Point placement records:
----
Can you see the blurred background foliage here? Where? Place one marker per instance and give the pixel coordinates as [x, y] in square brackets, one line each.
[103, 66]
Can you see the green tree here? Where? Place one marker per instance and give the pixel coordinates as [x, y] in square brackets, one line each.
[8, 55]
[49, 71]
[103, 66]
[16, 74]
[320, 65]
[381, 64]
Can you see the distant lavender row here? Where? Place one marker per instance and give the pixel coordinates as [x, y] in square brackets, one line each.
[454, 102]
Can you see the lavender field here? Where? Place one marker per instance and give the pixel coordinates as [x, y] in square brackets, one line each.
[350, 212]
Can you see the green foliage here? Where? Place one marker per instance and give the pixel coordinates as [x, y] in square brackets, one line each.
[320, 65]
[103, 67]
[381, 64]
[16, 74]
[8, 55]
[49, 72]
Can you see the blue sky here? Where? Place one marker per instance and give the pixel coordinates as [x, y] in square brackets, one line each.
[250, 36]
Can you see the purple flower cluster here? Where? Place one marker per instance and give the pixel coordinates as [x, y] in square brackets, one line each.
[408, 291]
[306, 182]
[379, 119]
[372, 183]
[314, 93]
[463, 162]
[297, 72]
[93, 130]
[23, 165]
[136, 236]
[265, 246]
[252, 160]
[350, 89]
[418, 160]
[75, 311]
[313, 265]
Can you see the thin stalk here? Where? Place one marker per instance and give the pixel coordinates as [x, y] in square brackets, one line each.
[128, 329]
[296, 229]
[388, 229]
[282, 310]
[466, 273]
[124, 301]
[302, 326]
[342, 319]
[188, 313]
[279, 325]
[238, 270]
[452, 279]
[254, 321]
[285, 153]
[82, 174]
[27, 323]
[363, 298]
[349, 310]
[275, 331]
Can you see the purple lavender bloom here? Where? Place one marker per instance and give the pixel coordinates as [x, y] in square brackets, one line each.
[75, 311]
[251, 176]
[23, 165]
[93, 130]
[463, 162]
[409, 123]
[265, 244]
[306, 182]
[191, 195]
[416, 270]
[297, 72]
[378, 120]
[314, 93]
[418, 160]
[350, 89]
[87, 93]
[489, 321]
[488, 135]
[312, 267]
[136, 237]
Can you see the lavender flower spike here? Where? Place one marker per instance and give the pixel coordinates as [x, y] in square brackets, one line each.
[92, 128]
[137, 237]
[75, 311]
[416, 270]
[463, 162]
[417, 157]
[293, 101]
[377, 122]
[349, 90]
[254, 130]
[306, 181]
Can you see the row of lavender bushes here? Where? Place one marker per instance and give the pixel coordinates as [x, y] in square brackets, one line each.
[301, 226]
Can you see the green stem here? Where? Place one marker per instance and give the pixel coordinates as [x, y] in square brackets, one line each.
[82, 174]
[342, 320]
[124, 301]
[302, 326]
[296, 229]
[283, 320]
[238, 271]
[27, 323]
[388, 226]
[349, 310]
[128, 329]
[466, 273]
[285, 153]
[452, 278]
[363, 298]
----
▸ **Stated exercise**: Repeat all of the records above word for word, keeping every line unchanged and in its original order.

▸ **Answer to the task**:
Can you see the blurred background foliage here? Where? Place one marker per instance and give the pixel coordinates as [x, y] in square brackets, one line each.
[103, 66]
Can you see the green tree here? Where? Place one marker per instance and give the pixel coordinates as [x, y] in square brackets, one line each.
[8, 55]
[49, 71]
[103, 66]
[16, 74]
[320, 65]
[381, 64]
Can you see the distant lavender row here? Where? Place one marker per instance and give the pixel coordinates as [x, y] in square brackets, one line each.
[454, 102]
Can you see the lavender field here? Where? Place one marker per instance and give the pixel coordinates as [x, y] in square brackets, one line each.
[350, 212]
Can you see the green foliage here? Where? Place one marker per instance and give the pixel coordinates as [x, y] in square brackets, one line each.
[320, 65]
[103, 67]
[381, 64]
[16, 74]
[8, 55]
[49, 72]
Can you see the blue sky here? Where? Place one marker per instance and give the pixel coordinates as [x, y] in square brackets, one line each.
[250, 36]
Can you see the purple flower cluster here? Where? Place one marker per instance and give the pixel coordinates as [x, y] in square brackets, one line each.
[408, 291]
[306, 182]
[379, 119]
[372, 183]
[314, 93]
[463, 162]
[297, 72]
[93, 130]
[23, 165]
[136, 236]
[265, 246]
[252, 160]
[350, 89]
[418, 160]
[75, 311]
[313, 265]
Can you see the thin stalk here? Where? Place one marker per instance and give the pixel coordinates as [x, y] in square brackets, one line each.
[128, 329]
[296, 229]
[388, 229]
[282, 310]
[466, 273]
[124, 301]
[302, 326]
[342, 319]
[188, 313]
[279, 325]
[238, 270]
[452, 279]
[254, 321]
[285, 153]
[82, 174]
[27, 323]
[363, 298]
[349, 310]
[275, 331]
Can you see the purple lavender bloom here? Where? Place one marker per instance and give the pixel coordinates as [x, y] in square brackets, one line each.
[75, 311]
[251, 176]
[23, 165]
[93, 130]
[463, 162]
[409, 123]
[265, 244]
[306, 182]
[191, 195]
[416, 270]
[297, 72]
[378, 120]
[314, 93]
[418, 160]
[350, 89]
[87, 93]
[489, 321]
[488, 135]
[312, 267]
[136, 237]
Can you see the lavender flower spike here? Where? Place one marker per instance and give the pixel coordinates as [x, y] in square brackets, one line each.
[92, 128]
[137, 237]
[75, 311]
[416, 270]
[463, 162]
[417, 157]
[293, 101]
[377, 122]
[349, 90]
[254, 130]
[306, 181]
Can you see the row of lavender bushes here? Where? Place one marker per instance and give the pixel coordinates as [x, y] in square brackets, one line each.
[301, 226]
Can you see the green stem here? Where? Place one marker per instance and give the pixel coordinates as [x, y] in square brackets, one line each.
[82, 174]
[342, 320]
[124, 301]
[302, 326]
[296, 229]
[283, 320]
[238, 271]
[27, 323]
[388, 226]
[349, 310]
[128, 329]
[466, 273]
[285, 153]
[452, 278]
[363, 298]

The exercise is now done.